* Start *
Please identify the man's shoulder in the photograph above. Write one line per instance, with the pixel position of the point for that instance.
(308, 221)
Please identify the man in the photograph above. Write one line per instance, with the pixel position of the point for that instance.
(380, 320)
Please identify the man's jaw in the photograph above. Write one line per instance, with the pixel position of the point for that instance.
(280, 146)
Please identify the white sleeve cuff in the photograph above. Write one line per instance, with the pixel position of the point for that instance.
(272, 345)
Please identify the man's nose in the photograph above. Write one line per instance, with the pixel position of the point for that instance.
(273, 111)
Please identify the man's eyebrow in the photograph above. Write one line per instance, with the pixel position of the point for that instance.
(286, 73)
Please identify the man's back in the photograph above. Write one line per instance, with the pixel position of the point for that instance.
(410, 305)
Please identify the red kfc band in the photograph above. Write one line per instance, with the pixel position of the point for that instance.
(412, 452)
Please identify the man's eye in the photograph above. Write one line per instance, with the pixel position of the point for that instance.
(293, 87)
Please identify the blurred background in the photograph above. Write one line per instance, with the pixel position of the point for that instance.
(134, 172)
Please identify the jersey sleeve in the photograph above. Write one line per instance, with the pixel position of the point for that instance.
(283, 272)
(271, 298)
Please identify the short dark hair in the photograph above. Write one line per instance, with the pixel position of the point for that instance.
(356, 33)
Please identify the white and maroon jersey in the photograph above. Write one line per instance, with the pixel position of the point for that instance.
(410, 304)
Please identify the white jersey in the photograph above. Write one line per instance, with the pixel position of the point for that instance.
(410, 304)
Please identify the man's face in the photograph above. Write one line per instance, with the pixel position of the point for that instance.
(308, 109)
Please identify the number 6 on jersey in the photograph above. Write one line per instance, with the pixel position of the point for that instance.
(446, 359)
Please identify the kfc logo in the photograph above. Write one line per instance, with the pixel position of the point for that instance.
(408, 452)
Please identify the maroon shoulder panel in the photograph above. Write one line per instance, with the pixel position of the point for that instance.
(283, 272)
* End *
* **The problem**
Copy out all of the lines above exactly.

* **Solution to the problem**
Please identify the man's shoulder in the photograph above. Write one line per instance, with the pixel position of the point for that instance.
(308, 221)
Please identify the man in the photograph above. Write one line per instance, with the pixel position of the point for that instance.
(380, 320)
Please identify the man's jaw in the photograph above. Write one line per instance, with the pixel position of the point for that instance.
(280, 146)
Please identify the white sleeve cuff in the photograph above. Write one line per instance, with the pixel position of the point for that instance.
(272, 345)
Please identify the man's nose in the photograph above. Write one line per instance, with the pixel position of the point for that instance.
(273, 111)
Please identify the man's eyebrow in the photograph above. Write one line per instance, with the pixel position of the point for that instance.
(286, 73)
Please identify the man's back in the photograph above. Write one line per instance, with the pixel position of the point for that instance.
(410, 305)
Please identify the red kfc band in the photograph above. Write one line per instance, with the pixel position of the point for that instance.
(412, 452)
Please identify the man's eye in the photograph above. Write one line per instance, with the pixel position of the point for that instance.
(293, 87)
Please identify the blurred background in the photograph above. Write one line per instance, with the pixel position of the point for that instance.
(134, 172)
Please identify the jersey sleeve in the photograph above. Write one line per instance, with the pixel position of the point for that instance.
(283, 272)
(271, 298)
Please identify the short dark hair in the photograph above. Write one line per instance, with the pixel position of the point for that instance.
(356, 33)
Please identify the white and maroon jersey in the photograph above. Write one line per instance, with the pixel position of the point for that instance.
(410, 304)
Please identify the white jersey in the photograph above. Write one line per instance, with the pixel position of the point for that instance.
(410, 304)
Please identify the man's face in the photograph above. Write one line per instance, with the pixel position of the point for that instance.
(308, 109)
Please identify the number 6 on jersey in the photograph above. Write one line per instance, with the pixel position of the point for that instance.
(446, 359)
Please identify the kfc logo in the photograph above. Write one line per instance, with the pixel position of the point for that instance.
(408, 452)
Please identify the maroon shoulder panel in the photograph above. Write one line per instance, with the pixel position of the point for that instance.
(283, 272)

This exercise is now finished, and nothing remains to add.